▶ [WHAT YOU SHOULD DO]:
Please give these rows again with "formatted sample" replaced by "sample layout" throughout, changing nothing else.

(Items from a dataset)

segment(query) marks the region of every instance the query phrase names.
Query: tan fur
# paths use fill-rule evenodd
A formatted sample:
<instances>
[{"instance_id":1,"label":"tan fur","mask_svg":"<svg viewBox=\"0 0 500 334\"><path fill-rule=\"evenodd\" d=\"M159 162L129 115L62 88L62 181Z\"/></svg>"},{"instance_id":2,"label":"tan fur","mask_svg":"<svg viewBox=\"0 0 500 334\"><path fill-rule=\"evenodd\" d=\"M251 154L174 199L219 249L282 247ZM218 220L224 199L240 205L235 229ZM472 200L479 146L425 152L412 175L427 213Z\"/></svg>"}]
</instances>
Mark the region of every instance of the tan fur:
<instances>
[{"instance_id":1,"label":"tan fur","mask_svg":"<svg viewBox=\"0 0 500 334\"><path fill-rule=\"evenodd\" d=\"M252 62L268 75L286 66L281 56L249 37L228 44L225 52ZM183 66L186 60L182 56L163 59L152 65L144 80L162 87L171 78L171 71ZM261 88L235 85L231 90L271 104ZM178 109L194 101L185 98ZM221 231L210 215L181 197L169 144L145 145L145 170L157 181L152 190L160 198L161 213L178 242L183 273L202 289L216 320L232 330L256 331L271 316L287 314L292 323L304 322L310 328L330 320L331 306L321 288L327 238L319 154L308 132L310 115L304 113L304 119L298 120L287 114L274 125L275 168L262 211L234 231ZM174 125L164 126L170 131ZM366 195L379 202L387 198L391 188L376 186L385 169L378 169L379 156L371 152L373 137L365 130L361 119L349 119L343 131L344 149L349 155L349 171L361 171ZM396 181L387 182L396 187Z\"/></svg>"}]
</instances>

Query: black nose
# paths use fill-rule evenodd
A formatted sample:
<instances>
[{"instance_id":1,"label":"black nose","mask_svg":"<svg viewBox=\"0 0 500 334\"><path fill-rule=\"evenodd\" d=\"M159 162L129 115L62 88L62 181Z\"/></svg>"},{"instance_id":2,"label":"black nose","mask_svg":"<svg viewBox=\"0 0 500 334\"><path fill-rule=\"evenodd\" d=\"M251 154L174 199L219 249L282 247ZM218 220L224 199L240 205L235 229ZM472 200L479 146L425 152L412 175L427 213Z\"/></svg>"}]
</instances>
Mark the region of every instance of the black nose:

▶ [THE ANSWER]:
segment(query) marks the region of every instance the query phrase names.
Query: tan fur
# paths use fill-rule evenodd
A sample layout:
<instances>
[{"instance_id":1,"label":"tan fur","mask_svg":"<svg viewBox=\"0 0 500 334\"><path fill-rule=\"evenodd\" d=\"M159 162L129 115L62 88L62 181Z\"/></svg>"},{"instance_id":2,"label":"tan fur","mask_svg":"<svg viewBox=\"0 0 500 334\"><path fill-rule=\"evenodd\" d=\"M251 154L174 199L219 249L282 247ZM218 220L224 199L240 205L235 229ZM472 200L479 146L425 152L412 175L427 213Z\"/></svg>"}]
</instances>
Mark the region of every instance of the tan fur:
<instances>
[{"instance_id":1,"label":"tan fur","mask_svg":"<svg viewBox=\"0 0 500 334\"><path fill-rule=\"evenodd\" d=\"M252 62L268 75L286 66L281 56L249 37L228 44L225 52ZM183 66L186 60L182 56L163 59L152 65L144 80L162 87L171 78L171 71ZM261 88L235 85L231 90L271 104ZM178 109L194 101L185 98ZM221 231L210 215L181 197L169 144L145 145L145 170L157 181L152 190L160 198L161 213L178 242L183 273L202 289L216 320L232 330L256 331L271 316L287 314L292 323L304 322L310 328L330 320L331 306L321 288L327 238L319 154L308 132L310 115L304 113L304 119L298 120L287 114L274 125L275 168L262 211L234 231ZM174 125L164 126L170 131ZM366 195L379 202L387 198L391 188L376 186L385 169L378 169L379 156L371 152L373 137L365 130L361 119L349 119L343 131L344 149L349 155L349 171L361 171ZM396 181L387 182L396 187Z\"/></svg>"}]
</instances>

Query: black nose
# paths use fill-rule evenodd
A sample layout:
<instances>
[{"instance_id":1,"label":"black nose","mask_svg":"<svg viewBox=\"0 0 500 334\"><path fill-rule=\"evenodd\" d=\"M159 162L129 115L62 88L62 181Z\"/></svg>"},{"instance_id":2,"label":"black nose","mask_svg":"<svg viewBox=\"0 0 500 334\"><path fill-rule=\"evenodd\" d=\"M251 154L174 199L219 249L282 247ZM218 220L224 199L240 205L235 229ZM472 200L479 146L425 152L412 175L427 213Z\"/></svg>"}]
</instances>
Mark the region of every instance of the black nose:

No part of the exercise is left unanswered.